┌─ Data

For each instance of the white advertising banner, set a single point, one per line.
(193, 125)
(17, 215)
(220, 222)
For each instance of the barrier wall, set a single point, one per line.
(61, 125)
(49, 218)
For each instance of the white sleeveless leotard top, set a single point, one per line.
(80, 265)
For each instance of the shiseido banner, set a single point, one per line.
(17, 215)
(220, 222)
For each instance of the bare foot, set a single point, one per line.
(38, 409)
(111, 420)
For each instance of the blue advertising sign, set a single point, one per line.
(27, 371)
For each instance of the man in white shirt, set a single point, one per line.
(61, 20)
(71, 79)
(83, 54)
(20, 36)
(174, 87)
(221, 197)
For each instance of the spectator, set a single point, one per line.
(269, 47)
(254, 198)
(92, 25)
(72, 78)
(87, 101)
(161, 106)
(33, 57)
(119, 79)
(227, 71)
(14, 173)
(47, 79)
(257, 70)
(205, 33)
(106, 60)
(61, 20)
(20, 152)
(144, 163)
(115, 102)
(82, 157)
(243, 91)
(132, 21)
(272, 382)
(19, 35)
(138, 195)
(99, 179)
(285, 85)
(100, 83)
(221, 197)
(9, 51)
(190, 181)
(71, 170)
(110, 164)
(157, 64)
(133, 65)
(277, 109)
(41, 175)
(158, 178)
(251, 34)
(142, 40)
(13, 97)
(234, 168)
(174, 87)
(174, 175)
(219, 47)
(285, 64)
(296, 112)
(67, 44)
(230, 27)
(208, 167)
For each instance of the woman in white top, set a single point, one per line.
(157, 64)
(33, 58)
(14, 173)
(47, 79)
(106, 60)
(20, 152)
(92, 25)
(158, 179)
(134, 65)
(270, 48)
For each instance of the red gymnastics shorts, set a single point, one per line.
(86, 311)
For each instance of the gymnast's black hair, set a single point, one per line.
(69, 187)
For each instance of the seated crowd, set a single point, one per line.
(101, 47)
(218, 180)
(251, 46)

└─

■ What you have to do ■
The records are to be retyped exactly. No line may be skipped.

■ Written reply ■
For each instance of the white advertising banner, set a single point, one per line.
(193, 125)
(17, 215)
(220, 222)
For each instance of the barrier wall, set a single point, one per line.
(61, 125)
(49, 218)
For each instance of the white sleeveless leotard top, set a single point, one per line.
(80, 265)
For each instance of the shiseido banner, set a single point, one per line.
(17, 215)
(220, 222)
For each instance of the bare foot, set a single point, one per line.
(38, 409)
(111, 420)
For each instance of the blue advertising sign, set a single point, one per line.
(27, 371)
For each instance of the man in white shirt, set a single point, one per line.
(61, 20)
(71, 79)
(83, 54)
(20, 36)
(174, 87)
(221, 197)
For each instance of the spectator, set a single point, one per line.
(269, 47)
(254, 198)
(92, 25)
(72, 78)
(87, 101)
(161, 106)
(33, 57)
(119, 79)
(227, 71)
(14, 173)
(47, 79)
(257, 70)
(205, 33)
(106, 60)
(61, 20)
(20, 152)
(144, 163)
(115, 102)
(82, 157)
(243, 91)
(132, 21)
(272, 382)
(19, 35)
(138, 195)
(99, 179)
(285, 85)
(100, 83)
(221, 197)
(9, 51)
(190, 181)
(71, 170)
(110, 164)
(157, 64)
(133, 65)
(277, 109)
(41, 175)
(158, 178)
(251, 34)
(142, 40)
(13, 97)
(234, 168)
(174, 87)
(174, 175)
(219, 47)
(285, 64)
(296, 112)
(67, 44)
(230, 27)
(208, 167)
For each instance of the woman in white top, set a single point, one per line.
(157, 64)
(33, 58)
(14, 173)
(47, 79)
(106, 60)
(20, 152)
(92, 25)
(158, 179)
(134, 65)
(270, 48)
For each instance of the red gymnastics shorts, set a single point, one per line.
(86, 311)
For each instance of the gymnast's black hair, set a single point, one per line.
(69, 187)
For each instance of the seated crowd, set a single point, one per line.
(101, 47)
(218, 180)
(251, 46)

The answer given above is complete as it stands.